*What this task involves:* Write out the rows again word for word, from the line that contains "Locate the window frame" through the end of the rows, and leave the pictures out.

*Material to process:*
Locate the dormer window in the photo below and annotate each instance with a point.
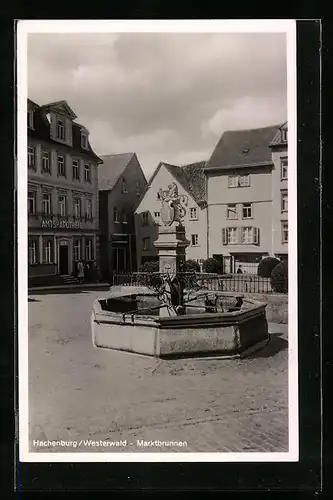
(60, 129)
(30, 119)
(84, 140)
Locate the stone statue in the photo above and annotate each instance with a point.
(173, 205)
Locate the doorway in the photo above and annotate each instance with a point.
(63, 259)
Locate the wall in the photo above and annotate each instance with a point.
(124, 202)
(277, 185)
(259, 193)
(150, 203)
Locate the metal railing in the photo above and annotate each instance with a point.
(238, 283)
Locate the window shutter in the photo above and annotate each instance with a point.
(224, 236)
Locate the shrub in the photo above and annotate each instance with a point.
(212, 265)
(266, 266)
(192, 265)
(279, 278)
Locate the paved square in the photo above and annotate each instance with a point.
(79, 393)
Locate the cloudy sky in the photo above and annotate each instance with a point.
(166, 96)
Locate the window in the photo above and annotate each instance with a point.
(145, 219)
(46, 164)
(32, 251)
(194, 240)
(30, 119)
(115, 215)
(284, 169)
(47, 251)
(284, 201)
(62, 203)
(31, 158)
(61, 166)
(61, 129)
(233, 181)
(238, 180)
(46, 203)
(284, 231)
(124, 188)
(145, 243)
(244, 180)
(84, 140)
(87, 176)
(231, 235)
(89, 249)
(77, 207)
(247, 235)
(31, 202)
(232, 211)
(77, 250)
(193, 214)
(76, 170)
(247, 211)
(88, 208)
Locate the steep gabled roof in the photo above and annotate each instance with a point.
(112, 168)
(41, 131)
(191, 177)
(243, 148)
(278, 139)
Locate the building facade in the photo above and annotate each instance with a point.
(242, 198)
(279, 148)
(190, 180)
(62, 192)
(121, 184)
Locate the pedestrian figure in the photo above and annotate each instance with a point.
(239, 270)
(80, 271)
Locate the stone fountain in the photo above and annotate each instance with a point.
(171, 314)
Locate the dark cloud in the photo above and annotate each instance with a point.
(166, 96)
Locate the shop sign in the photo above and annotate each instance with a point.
(54, 223)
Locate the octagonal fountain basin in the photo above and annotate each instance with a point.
(131, 319)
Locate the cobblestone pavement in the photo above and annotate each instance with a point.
(77, 392)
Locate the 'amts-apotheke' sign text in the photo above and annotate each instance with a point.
(61, 224)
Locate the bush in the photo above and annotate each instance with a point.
(212, 266)
(266, 266)
(279, 278)
(192, 265)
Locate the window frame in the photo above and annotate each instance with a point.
(75, 168)
(195, 217)
(32, 155)
(64, 204)
(245, 207)
(284, 166)
(49, 204)
(75, 199)
(34, 199)
(87, 178)
(60, 125)
(283, 224)
(194, 240)
(46, 156)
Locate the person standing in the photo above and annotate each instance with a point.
(80, 271)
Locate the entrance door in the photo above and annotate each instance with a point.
(63, 259)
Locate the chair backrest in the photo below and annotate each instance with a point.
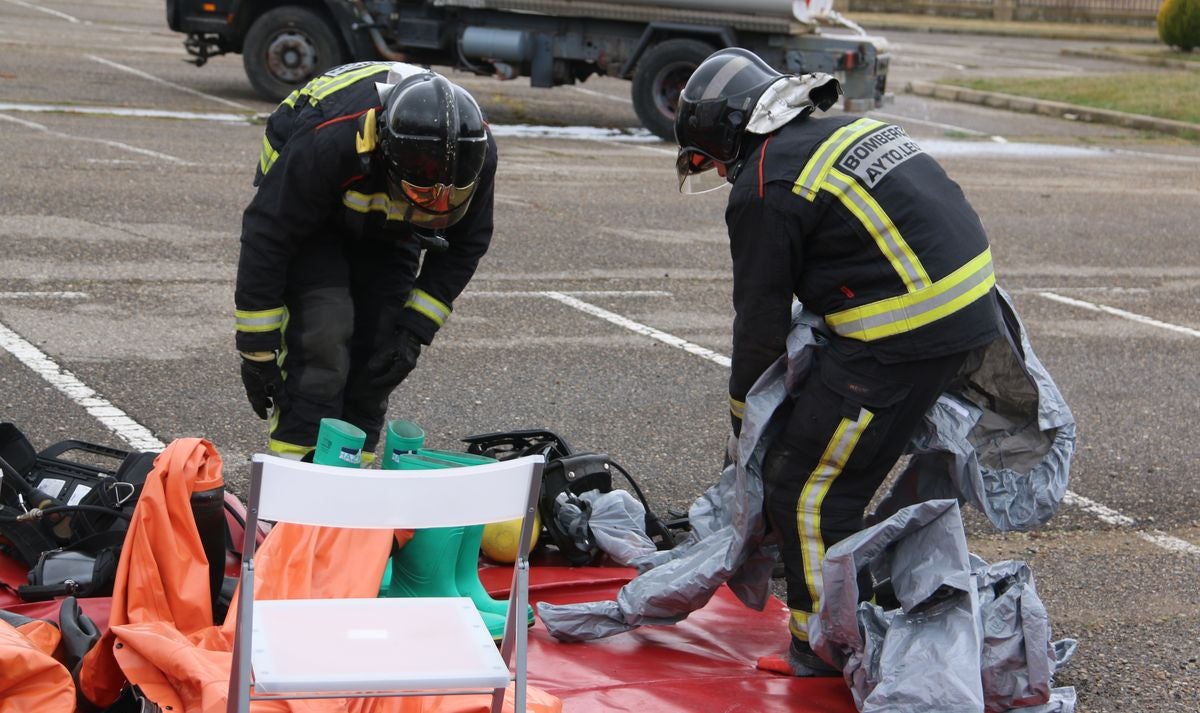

*Full answer:*
Locate the window frame in the photo above and annotate each instance with a point.
(75, 168)
(195, 217)
(32, 155)
(64, 204)
(245, 207)
(284, 166)
(49, 204)
(75, 199)
(34, 199)
(87, 178)
(60, 125)
(283, 224)
(194, 240)
(46, 156)
Locate the person standing in the photo above and annotate each instance with a point.
(80, 271)
Locate the entrance door in the photo above and annotate each instance with a point.
(63, 259)
Locate the chair backrest in the photo below and annotate each instance with a point.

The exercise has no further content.